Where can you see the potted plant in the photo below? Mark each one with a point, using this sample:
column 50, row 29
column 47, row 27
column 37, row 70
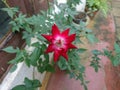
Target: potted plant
column 93, row 6
column 55, row 33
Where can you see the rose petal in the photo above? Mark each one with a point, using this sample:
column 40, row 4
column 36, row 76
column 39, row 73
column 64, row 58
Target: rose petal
column 71, row 38
column 71, row 46
column 55, row 30
column 65, row 32
column 65, row 56
column 50, row 48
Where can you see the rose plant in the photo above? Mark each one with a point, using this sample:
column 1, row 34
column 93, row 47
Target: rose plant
column 62, row 40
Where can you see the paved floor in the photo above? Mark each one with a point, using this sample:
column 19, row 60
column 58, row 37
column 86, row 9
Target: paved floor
column 116, row 14
column 108, row 78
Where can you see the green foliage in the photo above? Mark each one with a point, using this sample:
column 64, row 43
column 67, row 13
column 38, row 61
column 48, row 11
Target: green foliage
column 95, row 63
column 28, row 85
column 33, row 27
column 95, row 5
column 73, row 66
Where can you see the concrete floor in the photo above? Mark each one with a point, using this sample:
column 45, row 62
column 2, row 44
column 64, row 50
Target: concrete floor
column 106, row 78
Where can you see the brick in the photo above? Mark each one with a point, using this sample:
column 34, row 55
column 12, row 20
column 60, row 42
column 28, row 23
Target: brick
column 117, row 21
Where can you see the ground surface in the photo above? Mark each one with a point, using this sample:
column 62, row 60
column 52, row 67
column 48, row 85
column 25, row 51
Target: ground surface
column 108, row 77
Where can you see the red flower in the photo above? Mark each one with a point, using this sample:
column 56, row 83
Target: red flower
column 60, row 42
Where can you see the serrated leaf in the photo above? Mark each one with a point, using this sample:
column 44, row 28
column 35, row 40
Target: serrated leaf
column 10, row 49
column 19, row 87
column 28, row 83
column 35, row 56
column 13, row 68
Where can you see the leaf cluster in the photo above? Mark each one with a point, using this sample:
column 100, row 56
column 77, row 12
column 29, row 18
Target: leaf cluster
column 28, row 85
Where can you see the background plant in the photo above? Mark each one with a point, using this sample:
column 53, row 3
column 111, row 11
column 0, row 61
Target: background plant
column 34, row 26
column 96, row 5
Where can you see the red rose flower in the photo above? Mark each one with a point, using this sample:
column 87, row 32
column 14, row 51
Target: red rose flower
column 60, row 42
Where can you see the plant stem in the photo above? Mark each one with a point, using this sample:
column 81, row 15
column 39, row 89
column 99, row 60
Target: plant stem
column 33, row 73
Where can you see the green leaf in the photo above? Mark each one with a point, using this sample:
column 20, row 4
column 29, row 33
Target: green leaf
column 19, row 87
column 10, row 49
column 13, row 68
column 28, row 83
column 62, row 63
column 35, row 56
column 117, row 48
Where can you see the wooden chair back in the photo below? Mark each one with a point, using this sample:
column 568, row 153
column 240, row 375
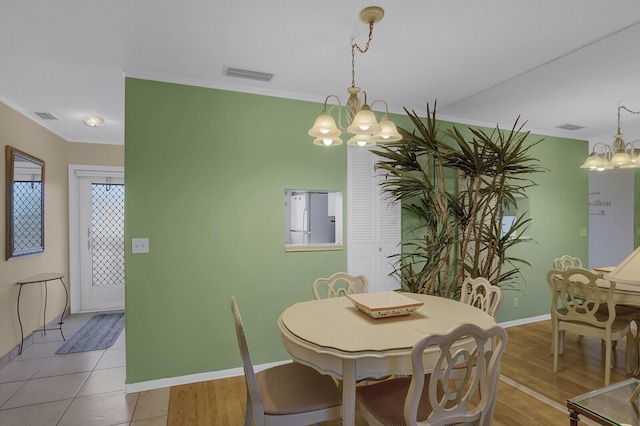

---------------

▸ Direction: Rewrite the rows from the line holding "Where can you see the paved" through the line holding "column 73, row 66", both included, putting "leafy greenery" wherever "green foliage" appears and leaving everything else untouched. Give back only those lines.

▸ Final result:
Where can you see the paved floor in the photo above? Mark each one with a point, using this sample:
column 19, row 60
column 58, row 37
column 86, row 9
Target: paved floor
column 116, row 14
column 108, row 78
Where can you see the leafy greenery in the photo above? Mark each one with a point, using this sample:
column 64, row 43
column 67, row 13
column 38, row 61
column 48, row 11
Target: leafy greenery
column 95, row 63
column 28, row 85
column 33, row 27
column 95, row 5
column 73, row 66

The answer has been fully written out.